THE PROBLEM — Beginning at the line that contains "Target: light pole" and ending at the last line of the entries, write out each line exactly; include nothing outside that span.
---------- EXTRACTED DATA
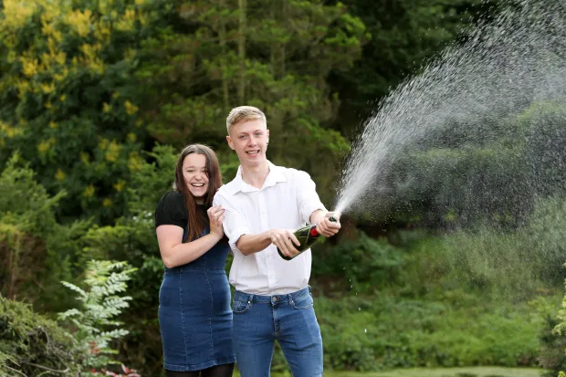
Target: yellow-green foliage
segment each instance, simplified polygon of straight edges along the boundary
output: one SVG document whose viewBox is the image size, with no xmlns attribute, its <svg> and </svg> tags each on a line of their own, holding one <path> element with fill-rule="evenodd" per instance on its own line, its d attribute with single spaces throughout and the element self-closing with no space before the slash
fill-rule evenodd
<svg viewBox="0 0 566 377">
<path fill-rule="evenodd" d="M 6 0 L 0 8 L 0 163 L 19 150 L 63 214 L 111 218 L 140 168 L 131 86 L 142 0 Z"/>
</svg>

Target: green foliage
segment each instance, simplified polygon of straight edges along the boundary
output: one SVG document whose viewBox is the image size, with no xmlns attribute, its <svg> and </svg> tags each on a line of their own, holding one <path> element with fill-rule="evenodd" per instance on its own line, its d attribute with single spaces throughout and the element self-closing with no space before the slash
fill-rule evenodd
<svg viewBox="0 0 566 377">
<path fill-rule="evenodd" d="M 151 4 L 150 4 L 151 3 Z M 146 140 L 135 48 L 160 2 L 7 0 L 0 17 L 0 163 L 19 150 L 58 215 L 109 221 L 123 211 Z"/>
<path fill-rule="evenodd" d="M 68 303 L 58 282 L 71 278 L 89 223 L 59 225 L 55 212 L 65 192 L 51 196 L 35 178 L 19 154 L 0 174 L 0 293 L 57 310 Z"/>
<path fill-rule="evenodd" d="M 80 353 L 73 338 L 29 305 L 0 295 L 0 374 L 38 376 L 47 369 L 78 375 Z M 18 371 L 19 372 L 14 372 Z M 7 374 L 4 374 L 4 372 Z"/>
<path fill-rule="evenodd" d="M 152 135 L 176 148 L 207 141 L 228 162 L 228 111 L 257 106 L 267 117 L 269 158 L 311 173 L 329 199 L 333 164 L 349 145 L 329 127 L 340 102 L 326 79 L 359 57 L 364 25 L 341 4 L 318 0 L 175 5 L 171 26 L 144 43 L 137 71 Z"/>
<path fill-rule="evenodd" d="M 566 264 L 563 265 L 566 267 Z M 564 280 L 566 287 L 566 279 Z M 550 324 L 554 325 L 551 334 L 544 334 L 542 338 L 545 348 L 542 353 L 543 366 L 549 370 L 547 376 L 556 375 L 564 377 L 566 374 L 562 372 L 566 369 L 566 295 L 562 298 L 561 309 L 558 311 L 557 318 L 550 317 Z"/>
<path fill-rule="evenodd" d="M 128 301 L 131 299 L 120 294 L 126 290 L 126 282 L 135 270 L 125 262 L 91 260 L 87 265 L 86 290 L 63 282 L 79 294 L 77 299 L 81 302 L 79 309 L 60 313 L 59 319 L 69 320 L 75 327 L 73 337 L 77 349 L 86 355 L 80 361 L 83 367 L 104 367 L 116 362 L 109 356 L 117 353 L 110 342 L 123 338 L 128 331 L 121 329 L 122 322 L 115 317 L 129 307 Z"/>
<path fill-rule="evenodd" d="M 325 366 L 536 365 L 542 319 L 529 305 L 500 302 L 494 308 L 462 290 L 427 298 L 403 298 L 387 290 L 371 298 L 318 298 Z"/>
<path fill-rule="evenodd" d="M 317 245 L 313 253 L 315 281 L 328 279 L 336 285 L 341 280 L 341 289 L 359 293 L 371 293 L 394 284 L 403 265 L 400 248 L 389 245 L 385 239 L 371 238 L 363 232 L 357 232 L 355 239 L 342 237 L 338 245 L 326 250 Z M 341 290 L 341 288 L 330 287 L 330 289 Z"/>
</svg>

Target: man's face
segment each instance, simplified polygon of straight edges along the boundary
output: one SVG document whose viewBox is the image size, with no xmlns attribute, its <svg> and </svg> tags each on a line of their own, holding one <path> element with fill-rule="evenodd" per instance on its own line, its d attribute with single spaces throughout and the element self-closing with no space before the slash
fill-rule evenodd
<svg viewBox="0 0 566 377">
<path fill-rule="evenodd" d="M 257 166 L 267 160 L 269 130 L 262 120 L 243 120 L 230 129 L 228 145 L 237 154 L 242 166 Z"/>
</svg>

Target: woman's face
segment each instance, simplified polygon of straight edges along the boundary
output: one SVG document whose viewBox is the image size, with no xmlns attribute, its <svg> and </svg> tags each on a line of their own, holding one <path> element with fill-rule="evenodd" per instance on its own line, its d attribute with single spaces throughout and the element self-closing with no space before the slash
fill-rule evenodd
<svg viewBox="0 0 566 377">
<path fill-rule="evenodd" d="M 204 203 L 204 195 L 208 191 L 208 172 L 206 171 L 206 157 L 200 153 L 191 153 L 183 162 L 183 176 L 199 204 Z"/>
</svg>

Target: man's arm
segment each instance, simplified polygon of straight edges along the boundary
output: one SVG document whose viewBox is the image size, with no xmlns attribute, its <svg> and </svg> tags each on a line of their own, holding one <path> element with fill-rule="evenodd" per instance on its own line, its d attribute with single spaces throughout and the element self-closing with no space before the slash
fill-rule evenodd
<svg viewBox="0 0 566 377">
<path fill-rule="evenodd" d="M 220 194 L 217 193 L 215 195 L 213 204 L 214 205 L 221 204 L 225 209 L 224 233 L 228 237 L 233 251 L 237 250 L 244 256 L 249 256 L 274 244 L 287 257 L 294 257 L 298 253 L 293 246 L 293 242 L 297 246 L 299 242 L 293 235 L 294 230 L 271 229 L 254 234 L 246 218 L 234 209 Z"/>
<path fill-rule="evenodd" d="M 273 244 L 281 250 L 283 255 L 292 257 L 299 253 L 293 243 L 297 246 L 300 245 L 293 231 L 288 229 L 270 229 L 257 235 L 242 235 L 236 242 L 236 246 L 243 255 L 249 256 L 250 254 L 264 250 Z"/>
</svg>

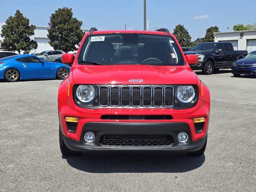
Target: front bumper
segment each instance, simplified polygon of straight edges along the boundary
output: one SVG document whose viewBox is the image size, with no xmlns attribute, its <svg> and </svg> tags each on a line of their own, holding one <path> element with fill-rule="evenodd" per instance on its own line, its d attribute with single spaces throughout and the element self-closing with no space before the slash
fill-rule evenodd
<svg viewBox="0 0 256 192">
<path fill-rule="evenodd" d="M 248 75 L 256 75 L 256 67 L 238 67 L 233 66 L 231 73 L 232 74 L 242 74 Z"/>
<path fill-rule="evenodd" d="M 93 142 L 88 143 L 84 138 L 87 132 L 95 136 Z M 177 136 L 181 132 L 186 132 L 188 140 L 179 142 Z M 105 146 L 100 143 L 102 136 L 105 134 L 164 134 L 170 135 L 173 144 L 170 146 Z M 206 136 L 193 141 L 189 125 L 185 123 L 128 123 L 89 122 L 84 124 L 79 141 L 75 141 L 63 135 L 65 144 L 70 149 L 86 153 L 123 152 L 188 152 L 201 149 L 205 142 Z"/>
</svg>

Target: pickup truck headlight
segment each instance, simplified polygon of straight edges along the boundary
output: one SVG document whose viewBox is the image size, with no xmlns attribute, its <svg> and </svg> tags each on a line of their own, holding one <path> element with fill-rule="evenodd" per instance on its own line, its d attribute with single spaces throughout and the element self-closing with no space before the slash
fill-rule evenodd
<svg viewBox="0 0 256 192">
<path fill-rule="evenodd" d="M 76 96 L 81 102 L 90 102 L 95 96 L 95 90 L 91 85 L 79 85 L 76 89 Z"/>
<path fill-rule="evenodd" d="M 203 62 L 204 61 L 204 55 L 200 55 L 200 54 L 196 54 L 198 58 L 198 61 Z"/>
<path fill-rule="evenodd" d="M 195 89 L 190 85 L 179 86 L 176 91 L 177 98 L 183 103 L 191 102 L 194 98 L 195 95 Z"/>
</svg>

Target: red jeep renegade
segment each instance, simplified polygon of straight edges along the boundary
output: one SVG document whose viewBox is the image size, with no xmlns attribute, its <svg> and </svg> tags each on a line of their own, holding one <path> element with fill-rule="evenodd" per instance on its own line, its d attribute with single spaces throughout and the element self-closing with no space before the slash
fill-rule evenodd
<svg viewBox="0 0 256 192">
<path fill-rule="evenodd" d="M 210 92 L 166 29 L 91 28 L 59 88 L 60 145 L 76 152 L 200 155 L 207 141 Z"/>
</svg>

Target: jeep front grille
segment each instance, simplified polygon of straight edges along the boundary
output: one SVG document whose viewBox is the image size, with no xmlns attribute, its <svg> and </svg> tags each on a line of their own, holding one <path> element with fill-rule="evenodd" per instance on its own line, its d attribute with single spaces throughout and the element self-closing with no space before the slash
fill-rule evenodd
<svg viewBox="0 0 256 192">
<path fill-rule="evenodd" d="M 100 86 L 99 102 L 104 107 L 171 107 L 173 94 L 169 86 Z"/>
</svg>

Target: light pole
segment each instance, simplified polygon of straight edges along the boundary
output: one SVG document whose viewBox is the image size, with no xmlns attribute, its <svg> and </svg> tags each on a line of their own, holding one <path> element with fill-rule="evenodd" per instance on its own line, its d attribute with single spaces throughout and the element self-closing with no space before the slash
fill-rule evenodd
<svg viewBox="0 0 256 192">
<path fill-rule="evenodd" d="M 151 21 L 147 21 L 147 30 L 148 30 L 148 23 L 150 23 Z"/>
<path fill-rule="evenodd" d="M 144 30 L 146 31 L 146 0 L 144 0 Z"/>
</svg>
--------------------
ANSWER FOR THIS EXERCISE —
Target: light pole
segment each instance, simplified polygon of straight edges along the boundary
output: one SVG document whose viewBox is the image size, with no xmlns attribute, its <svg> and </svg> tags each on a line of their own, holding one <path> element with fill-rule="evenodd" per instance on its own line, its d attribute with single spaces throughout and the element self-closing with no space before the slash
fill-rule evenodd
<svg viewBox="0 0 256 192">
<path fill-rule="evenodd" d="M 151 21 L 147 21 L 147 30 L 148 30 L 148 23 L 150 23 Z"/>
<path fill-rule="evenodd" d="M 144 30 L 146 31 L 146 0 L 144 0 Z"/>
</svg>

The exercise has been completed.